Write out the listing below in full and exactly, leaving out every picture.

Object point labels
-- begin --

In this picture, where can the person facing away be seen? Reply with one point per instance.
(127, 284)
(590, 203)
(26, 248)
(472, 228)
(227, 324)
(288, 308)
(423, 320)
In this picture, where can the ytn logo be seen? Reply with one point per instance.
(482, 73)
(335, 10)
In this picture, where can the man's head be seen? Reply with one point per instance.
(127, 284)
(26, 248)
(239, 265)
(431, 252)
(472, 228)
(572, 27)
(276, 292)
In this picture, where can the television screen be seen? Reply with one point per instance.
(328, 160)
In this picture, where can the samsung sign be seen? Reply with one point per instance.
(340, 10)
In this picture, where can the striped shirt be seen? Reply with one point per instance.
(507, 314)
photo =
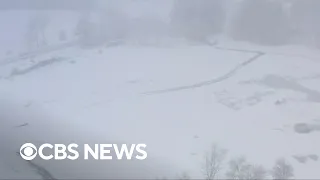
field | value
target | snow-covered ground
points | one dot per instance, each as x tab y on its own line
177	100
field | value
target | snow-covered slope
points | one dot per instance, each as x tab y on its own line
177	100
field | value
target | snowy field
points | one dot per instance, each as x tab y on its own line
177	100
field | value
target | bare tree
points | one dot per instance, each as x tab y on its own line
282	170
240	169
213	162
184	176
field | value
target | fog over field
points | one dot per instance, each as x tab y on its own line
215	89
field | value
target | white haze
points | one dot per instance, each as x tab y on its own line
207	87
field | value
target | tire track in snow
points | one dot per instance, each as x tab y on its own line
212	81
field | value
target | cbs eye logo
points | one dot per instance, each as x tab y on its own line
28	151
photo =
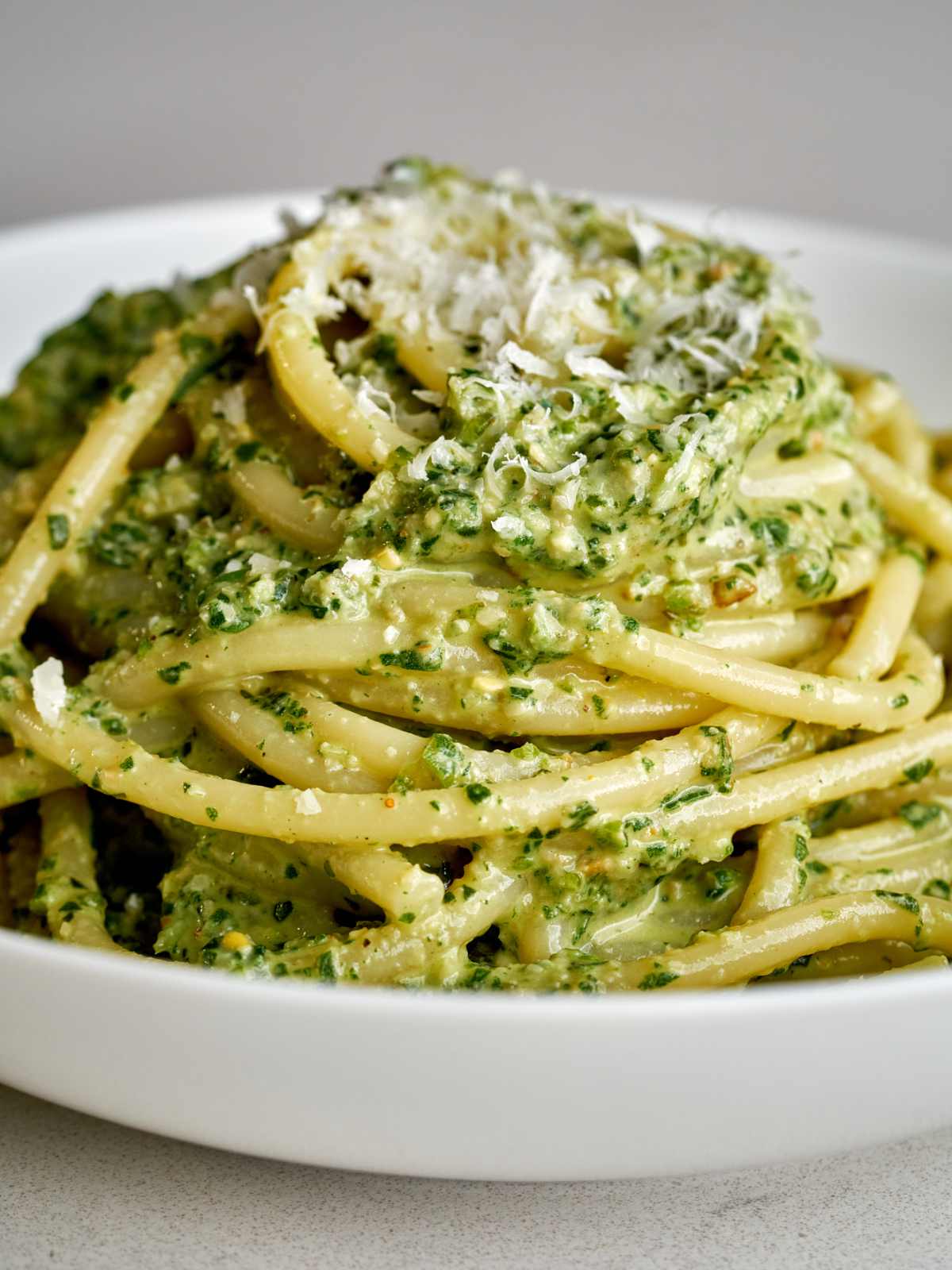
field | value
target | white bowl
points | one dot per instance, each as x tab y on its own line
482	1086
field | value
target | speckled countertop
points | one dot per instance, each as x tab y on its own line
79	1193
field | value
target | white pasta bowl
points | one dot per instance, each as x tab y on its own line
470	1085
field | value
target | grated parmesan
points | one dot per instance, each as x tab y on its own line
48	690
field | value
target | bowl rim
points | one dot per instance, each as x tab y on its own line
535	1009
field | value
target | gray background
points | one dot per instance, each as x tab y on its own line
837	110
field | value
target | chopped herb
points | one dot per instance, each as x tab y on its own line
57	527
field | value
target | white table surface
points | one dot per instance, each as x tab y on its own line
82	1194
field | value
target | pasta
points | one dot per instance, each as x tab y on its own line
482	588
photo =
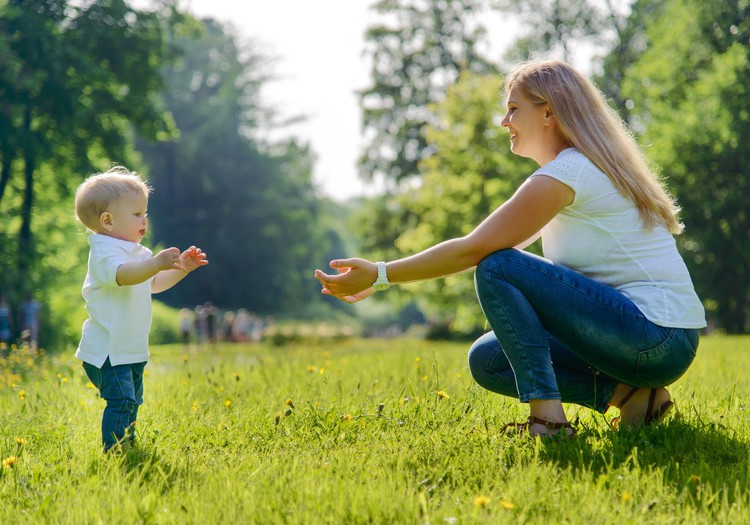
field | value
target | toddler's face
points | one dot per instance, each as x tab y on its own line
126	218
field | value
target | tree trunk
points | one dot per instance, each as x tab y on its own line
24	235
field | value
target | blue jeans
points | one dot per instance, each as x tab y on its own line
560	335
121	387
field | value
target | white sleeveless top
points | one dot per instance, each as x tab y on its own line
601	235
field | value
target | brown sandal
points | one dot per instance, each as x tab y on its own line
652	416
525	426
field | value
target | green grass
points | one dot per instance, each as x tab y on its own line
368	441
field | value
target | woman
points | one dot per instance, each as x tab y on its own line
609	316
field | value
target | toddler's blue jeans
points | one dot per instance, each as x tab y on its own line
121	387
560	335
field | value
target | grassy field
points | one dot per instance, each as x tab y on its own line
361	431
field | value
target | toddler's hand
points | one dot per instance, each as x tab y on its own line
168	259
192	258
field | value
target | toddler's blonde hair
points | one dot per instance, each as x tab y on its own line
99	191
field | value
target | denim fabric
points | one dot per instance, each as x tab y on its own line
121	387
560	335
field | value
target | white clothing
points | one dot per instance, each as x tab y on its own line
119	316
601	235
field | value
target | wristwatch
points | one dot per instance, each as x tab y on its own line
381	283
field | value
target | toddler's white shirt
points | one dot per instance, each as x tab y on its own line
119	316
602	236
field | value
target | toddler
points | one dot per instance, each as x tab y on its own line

-- end --

REPLY TO THE TASK.
In this picture, where can the person facing away be seen? Reply with one point per instance.
(127, 284)
(590, 203)
(26, 248)
(472, 228)
(227, 324)
(288, 308)
(423, 320)
In this picture, where can the ytn logo be seen? Reply with one point per instance.
(482, 73)
(335, 10)
In this picture, where can the man's head be seen? Reply with one point per instance.
(127, 284)
(26, 248)
(239, 265)
(431, 252)
(472, 228)
(572, 27)
(276, 292)
In this picture, where can the television screen be seen? Reply with one point per instance.
(328, 160)
In this picture, where can the samsung sign be seen? Reply with one point per instance.
(340, 10)
In this picture, where can the striped shirt be seen? Reply with one point per instance.
(507, 314)
photo =
field | value
target | snow-covered ground
points | one dot per instance, each as x tab y on its own line
177	100
field | value
target | snow-covered slope
points | one dot per instance, each as x tab y on its own line
177	100
field | value
target | snowy field
points | one dot per instance, each as x tab y on its own line
177	100
field | value
target | bare tree
points | one dot per instance, each as x tab y on its own line
282	170
240	169
213	162
184	176
field | value
target | fog over field
points | one dot per instance, each as x tab y on its own line
215	89
field | value
target | white haze
points | one dot per instance, each as x tab y on its own line
207	87
field | value
target | tire track in snow
points | one dot per instance, each as x tab y on its own line
212	81
field | value
target | cbs eye logo
points | one dot per instance, each as x tab y on its own line
28	151
photo =
field | value
target | white bowl
points | one dot per instance, each as x tab y on its own line
482	1086
field | value
target | speckled countertop
points | one dot per instance, each as x tab y on its own line
79	1193
field | value
target | white pasta bowl
points | one dot per instance, each as x tab y on its own line
470	1085
field | value
target | grated parmesan
points | one dot per instance, each as x tab y on its own line
48	690
field | value
target | bowl rim
points | one dot per instance, each as x tab y on its own line
535	1009
field | value
target | gray background
points | one dot per instance, each as x tab y on its own line
837	110
field | value
target | chopped herb
points | one dot per instance, each as x tab y on its own line
57	527
field | value
target | white table surface
points | one dot per instance, each as x tab y on its own line
82	1194
field | value
target | pasta
points | one dot per instance, each as x tab y on its own line
482	588
photo =
field | value
target | toddler's face
points | one dot per instance, each as x tab y on its own line
126	218
field | value
target | tree trunk
points | one dot per instance, each as x tab y on its own line
24	235
field | value
target | blue jeans
points | one dot per instance, each as x tab y on its own line
560	335
121	387
field | value
target | white sleeveless top
points | one dot per instance, each as x tab y on its own line
601	235
field | value
target | brown sandal
points | one dot per instance, each as x tab y on its own line
652	416
525	426
field | value
target | green grass
points | one dot per instance, each as x tab y on its own line
368	441
field | value
target | woman
points | one dot per instance, each as x tab y on its own line
609	316
field | value
target | toddler's blue jeans
points | one dot per instance, each as x tab y on its own line
121	387
560	335
field | value
target | grassy field
points | one dot per instance, each as x tab y on its own line
361	431
field | value
target | toddler's hand
points | one dot per instance, each as x tab y on its own line
168	259
192	258
field | value
target | toddler's blonde hair
points | one dot per instance, each as x tab y on its own line
99	191
field | value
target | denim fabric
points | one dot per instance, each as x tab y on its own line
121	387
560	335
field | value
target | white clothing
points | one dot per instance, each as x tab y on its own line
119	316
601	235
field | value
target | wristwatch
points | one dot per instance, each as x tab y on its own line
381	283
field | value
target | toddler's white shirt
points | one dot per instance, each as x tab y on its own line
119	316
602	236
field | value
target | toddler
points | one dot per instance, each as x tab y on its own line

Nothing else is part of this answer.